> _Stated exercise_: Reproduce the passage on syntax highlighting word for word, from "It's quite possible" to "italicizing the keywords.)".

> _Supplied passage_:
* * * * *

That was five years ago. It felt weird for about ten seconds. These days I find code with syntax highlighting very noisy and almost impossible to deep read.

It's quite possible that it was always like this, but that I was numbed to the effects and lacked reference points.

Whatever the case, I don't miss it at all.



I also tried coding without syntax highlighting but it only lasted a few months.

One of the downsides is that when you show your code to other developers who don't have the necessary visual bandwidth, they get uncomfortable.

One of the few things syntax highlighting actually helps with is for catching typos in keywords. (To the trained eye, this could be replaced with just bolding or italicizing the keywords.)

Today I'm using "the colorful words" again (as non-technical associates have described syntax highlighted code), and still looking for a syntax highlighting theme which does not look like crap. (Gruvbox is the closest I've gotten yet.)

Giving each identifier its own color (e.g. https://medium.com/@evnbr/coding-in-color-3a6db2743a1e) is another interesting idea.


I strongly recommend trying a middle ground. I find nearly all highlighting schemes in use today overly garish, so I always find myself customising my own with relatively few colours with the idea of doing as little as possible to bring out the structure of the code:

- Comments and string literals can look like code without being code, so they get their own separate colours to make it easier to quickly scan past to where they end.

- Types live in a different dimension from the rest of the code, and tell me a lot about what it does, so they get a different colour.

And, finally, the one I've been trying for a while but am still not convinced about:

- Structural keywords (for loops, branches, etc.) get a separate colour as well.

All these colours are of course relatively neutral. I'm especially confused by people who use bright red for anything. That's a colour I use extremely sparsely for actual errors and bugs.

* * * * *

> _Provided material_:
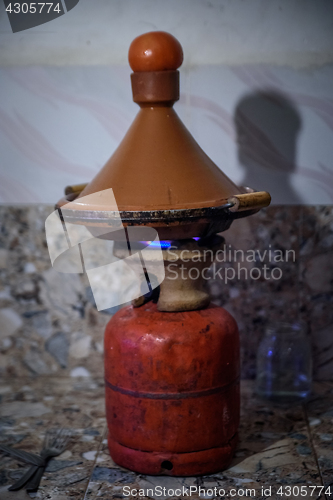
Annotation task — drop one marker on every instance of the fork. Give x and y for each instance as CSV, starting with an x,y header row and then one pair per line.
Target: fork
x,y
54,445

* * * * *

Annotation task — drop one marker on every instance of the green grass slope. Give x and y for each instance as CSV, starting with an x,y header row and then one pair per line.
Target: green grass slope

* * * * *

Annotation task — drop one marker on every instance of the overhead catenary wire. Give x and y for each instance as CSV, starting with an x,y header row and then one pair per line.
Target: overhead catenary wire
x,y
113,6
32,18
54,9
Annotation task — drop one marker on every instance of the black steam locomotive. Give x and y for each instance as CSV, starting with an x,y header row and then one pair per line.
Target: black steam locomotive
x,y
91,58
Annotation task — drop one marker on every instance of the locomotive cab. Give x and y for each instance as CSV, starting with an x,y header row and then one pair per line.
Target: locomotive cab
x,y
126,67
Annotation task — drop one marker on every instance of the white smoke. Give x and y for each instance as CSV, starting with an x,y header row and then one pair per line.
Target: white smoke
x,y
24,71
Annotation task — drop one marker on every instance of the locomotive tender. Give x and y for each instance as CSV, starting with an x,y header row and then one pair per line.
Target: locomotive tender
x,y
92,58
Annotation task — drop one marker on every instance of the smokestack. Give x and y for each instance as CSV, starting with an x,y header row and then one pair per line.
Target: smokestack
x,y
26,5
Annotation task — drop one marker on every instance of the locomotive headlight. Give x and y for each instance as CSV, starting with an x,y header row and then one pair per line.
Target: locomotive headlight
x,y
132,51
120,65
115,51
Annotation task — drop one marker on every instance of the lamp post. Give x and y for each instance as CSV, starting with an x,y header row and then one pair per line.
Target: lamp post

* * * * *

> _The output_:
It's quite possible that it was always like this, but that I was numbed to the effects and lacked reference points.

Whatever the case, I don't miss it at all.



I also tried coding without syntax highlighting but it only lasted a few months.

One of the downsides is that when you show your code to other developers who don't have the necessary visual bandwidth, they get uncomfortable.

One of the few things syntax highlighting actually helps with is for catching typos in keywords. (To the trained eye, this could be replaced with just bolding or italicizing the keywords.)